Task objective:
Without adding or dropping anything, copy the entries below.

Recorded data
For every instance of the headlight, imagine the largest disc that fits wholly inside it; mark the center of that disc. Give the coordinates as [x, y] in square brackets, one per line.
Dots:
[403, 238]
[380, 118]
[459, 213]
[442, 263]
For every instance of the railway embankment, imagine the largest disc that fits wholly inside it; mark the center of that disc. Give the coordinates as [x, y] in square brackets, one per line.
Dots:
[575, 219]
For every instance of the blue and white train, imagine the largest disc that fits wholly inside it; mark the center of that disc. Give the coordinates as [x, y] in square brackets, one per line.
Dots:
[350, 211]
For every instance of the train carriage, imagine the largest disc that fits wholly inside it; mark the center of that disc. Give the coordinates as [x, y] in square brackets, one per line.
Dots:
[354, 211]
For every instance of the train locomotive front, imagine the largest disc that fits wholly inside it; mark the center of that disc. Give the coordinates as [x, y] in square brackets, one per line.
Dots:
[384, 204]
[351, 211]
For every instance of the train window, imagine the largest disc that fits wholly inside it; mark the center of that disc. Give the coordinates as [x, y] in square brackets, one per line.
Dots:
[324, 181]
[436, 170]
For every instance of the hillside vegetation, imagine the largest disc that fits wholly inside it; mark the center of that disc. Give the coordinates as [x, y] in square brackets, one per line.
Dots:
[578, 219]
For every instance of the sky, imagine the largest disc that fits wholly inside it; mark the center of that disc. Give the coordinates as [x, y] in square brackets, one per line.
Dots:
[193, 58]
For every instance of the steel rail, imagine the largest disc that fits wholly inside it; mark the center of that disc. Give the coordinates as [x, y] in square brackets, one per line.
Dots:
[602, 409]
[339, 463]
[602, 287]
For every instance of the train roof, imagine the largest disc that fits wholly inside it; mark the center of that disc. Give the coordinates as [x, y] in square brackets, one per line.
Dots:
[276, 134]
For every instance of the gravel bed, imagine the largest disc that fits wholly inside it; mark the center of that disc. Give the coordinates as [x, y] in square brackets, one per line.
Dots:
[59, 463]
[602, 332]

Expected output:
For every instance of the headlight, imagine the largest disc that fits wholly inside it; mark the center of that disc. Give the coordinates as [x, y] in square brackets, one per line.
Dots:
[403, 238]
[380, 118]
[459, 213]
[442, 263]
For every instance of the railway embankment, imagine the largest disc that fits wholly inside it; mark the center of that disc. Give the coordinates as [x, y] in square brackets, one per line.
Dots:
[575, 219]
For every instance of the blue and white train, imagine the largest disc that fits wholly inside it; mark the center of that disc. Give the coordinates as [x, y] in square brackets, one per line.
Dots:
[350, 211]
For every instance of the train carriage, imagine the largest disc that fits wholly inside it; mark the center of that disc. Give the coordinates as [x, y] in square brackets, one per line.
Dots:
[354, 211]
For every instance of the train locomotive front, imagine the largest disc that fits wholly inside it; mark the center of that disc. Give the coordinates as [x, y] in square brackets, one per line.
Dots:
[384, 204]
[351, 211]
For every instance of the train window, imagine the largest disc that fits wholly inside it; mark the center of that disc. Give the coordinates as [x, y] in square brackets, one per line.
Dots:
[324, 181]
[436, 170]
For every instance of the hillside vegetation, imagine the largest disc that fits wholly inside it; mark the center of that disc. Give the coordinates as [x, y] in square brackets, one per line.
Dots:
[578, 219]
For every instance of the sky, imagine the largest disc that fits wholly inside it; mark the center of that disc. Give the coordinates as [x, y] in square brackets, one per line.
Dots:
[193, 58]
For every instance of the steel rail, imagine the largest disc that fits wholly inside it; mark the center of that disc. Give the coordinates as [x, y] in square brackets, one per line.
Dots:
[602, 409]
[339, 463]
[602, 287]
For every instance of the train roof, imagine the largest disc that fits wholly inside it; mark the center of that disc. Give the coordinates as [x, y] in square brackets, one per line.
Dots:
[276, 134]
For every instance of the gravel bed, imagine the largest disc that fits wholly inside it; mark the center of that disc. Give the coordinates as [x, y] in square brackets, one per line.
Dots:
[59, 463]
[602, 332]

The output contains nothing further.